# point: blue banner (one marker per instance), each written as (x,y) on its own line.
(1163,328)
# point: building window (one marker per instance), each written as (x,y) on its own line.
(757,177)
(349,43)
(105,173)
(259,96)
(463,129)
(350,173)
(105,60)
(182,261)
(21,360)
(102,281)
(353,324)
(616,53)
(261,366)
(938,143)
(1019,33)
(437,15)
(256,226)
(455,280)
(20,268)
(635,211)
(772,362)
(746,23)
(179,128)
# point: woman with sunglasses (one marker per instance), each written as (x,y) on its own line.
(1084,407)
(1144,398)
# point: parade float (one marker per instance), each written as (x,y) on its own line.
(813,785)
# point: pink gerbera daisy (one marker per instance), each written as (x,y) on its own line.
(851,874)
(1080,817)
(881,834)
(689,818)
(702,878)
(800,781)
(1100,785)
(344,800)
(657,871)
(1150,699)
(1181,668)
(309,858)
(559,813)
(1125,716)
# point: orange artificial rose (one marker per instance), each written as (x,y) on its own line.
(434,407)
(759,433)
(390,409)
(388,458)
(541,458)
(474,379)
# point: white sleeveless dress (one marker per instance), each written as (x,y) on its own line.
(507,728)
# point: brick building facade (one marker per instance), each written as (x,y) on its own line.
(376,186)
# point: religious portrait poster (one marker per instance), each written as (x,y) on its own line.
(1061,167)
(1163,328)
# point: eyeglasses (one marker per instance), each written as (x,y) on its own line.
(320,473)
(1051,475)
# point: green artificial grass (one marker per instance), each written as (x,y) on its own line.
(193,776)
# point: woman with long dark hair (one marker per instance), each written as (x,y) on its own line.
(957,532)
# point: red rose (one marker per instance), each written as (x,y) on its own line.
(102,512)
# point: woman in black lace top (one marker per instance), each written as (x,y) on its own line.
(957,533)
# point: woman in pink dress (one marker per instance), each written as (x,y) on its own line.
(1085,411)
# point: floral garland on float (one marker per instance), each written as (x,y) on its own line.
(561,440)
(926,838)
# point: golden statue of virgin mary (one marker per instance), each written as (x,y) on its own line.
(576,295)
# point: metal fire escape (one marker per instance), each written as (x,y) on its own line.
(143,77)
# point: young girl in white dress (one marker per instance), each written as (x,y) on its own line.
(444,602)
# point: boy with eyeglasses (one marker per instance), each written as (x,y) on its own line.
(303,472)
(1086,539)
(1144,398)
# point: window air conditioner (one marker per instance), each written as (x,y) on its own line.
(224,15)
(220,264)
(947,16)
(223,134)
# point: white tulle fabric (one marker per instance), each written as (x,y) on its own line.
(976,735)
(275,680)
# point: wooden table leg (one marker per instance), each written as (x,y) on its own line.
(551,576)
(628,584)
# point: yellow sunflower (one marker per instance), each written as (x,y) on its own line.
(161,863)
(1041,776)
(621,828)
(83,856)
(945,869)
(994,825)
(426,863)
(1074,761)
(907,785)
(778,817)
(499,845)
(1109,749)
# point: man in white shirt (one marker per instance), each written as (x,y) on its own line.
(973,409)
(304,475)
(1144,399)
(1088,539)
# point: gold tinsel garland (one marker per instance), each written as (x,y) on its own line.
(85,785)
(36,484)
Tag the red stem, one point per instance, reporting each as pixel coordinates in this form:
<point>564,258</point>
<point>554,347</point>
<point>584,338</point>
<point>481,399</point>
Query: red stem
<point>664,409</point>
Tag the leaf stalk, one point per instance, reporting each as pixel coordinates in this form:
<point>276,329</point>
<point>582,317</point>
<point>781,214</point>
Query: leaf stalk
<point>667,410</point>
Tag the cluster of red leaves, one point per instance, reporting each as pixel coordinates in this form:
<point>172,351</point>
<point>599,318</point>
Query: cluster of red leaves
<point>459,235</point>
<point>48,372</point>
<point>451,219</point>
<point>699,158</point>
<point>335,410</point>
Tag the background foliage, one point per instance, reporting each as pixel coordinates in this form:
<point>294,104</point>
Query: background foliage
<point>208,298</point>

Directions for this task
Convert the listing above into a Markdown table with the columns Row and Listing line, numbering each line and leaving out blank lines. Begin at the line that contains "# point: boy" and stop after the line that contains "<point>664,409</point>", including both of those lines.

Expected answer
| Row | Listing line |
|---|---|
| 1 | # point: boy with eyeglasses (one marker per instance), each written as (x,y) on its own line. |
| 2 | (303,472) |
| 3 | (1086,539) |
| 4 | (1144,398) |
| 5 | # point: window air conditioner (one marker per instance), each written as (x,y) on its own line. |
| 6 | (224,15) |
| 7 | (220,264) |
| 8 | (947,16) |
| 9 | (223,134) |
| 10 | # point: white tulle fabric (one marker per instance), each written as (x,y) on its own line. |
| 11 | (976,735) |
| 12 | (275,680) |
| 13 | # point: wooden table leg (one marker per instance), each written as (x,y) on its own line. |
| 14 | (551,576) |
| 15 | (628,584) |
| 16 | # point: yellow sunflower (one marker per instance), each written as (x,y) on its own line. |
| 17 | (161,863) |
| 18 | (1041,776) |
| 19 | (621,828) |
| 20 | (83,856) |
| 21 | (945,869) |
| 22 | (994,825) |
| 23 | (426,863) |
| 24 | (1074,761) |
| 25 | (907,785) |
| 26 | (778,817) |
| 27 | (499,845) |
| 28 | (1109,749) |
| 29 | # point: man in white shirt (one marker per instance), each written as (x,y) on its own line. |
| 30 | (973,409) |
| 31 | (304,475) |
| 32 | (1144,399) |
| 33 | (1088,539) |
| 34 | # point: gold tinsel garland (one marker per instance), each written as (x,y) on its own line. |
| 35 | (85,785) |
| 36 | (36,484) |
| 37 | Tag the red stem, one point per instance, reporting each as pixel coordinates in this form: |
| 38 | <point>564,258</point> |
| 39 | <point>554,347</point> |
| 40 | <point>584,338</point> |
| 41 | <point>481,399</point> |
| 42 | Query: red stem |
| 43 | <point>664,409</point> |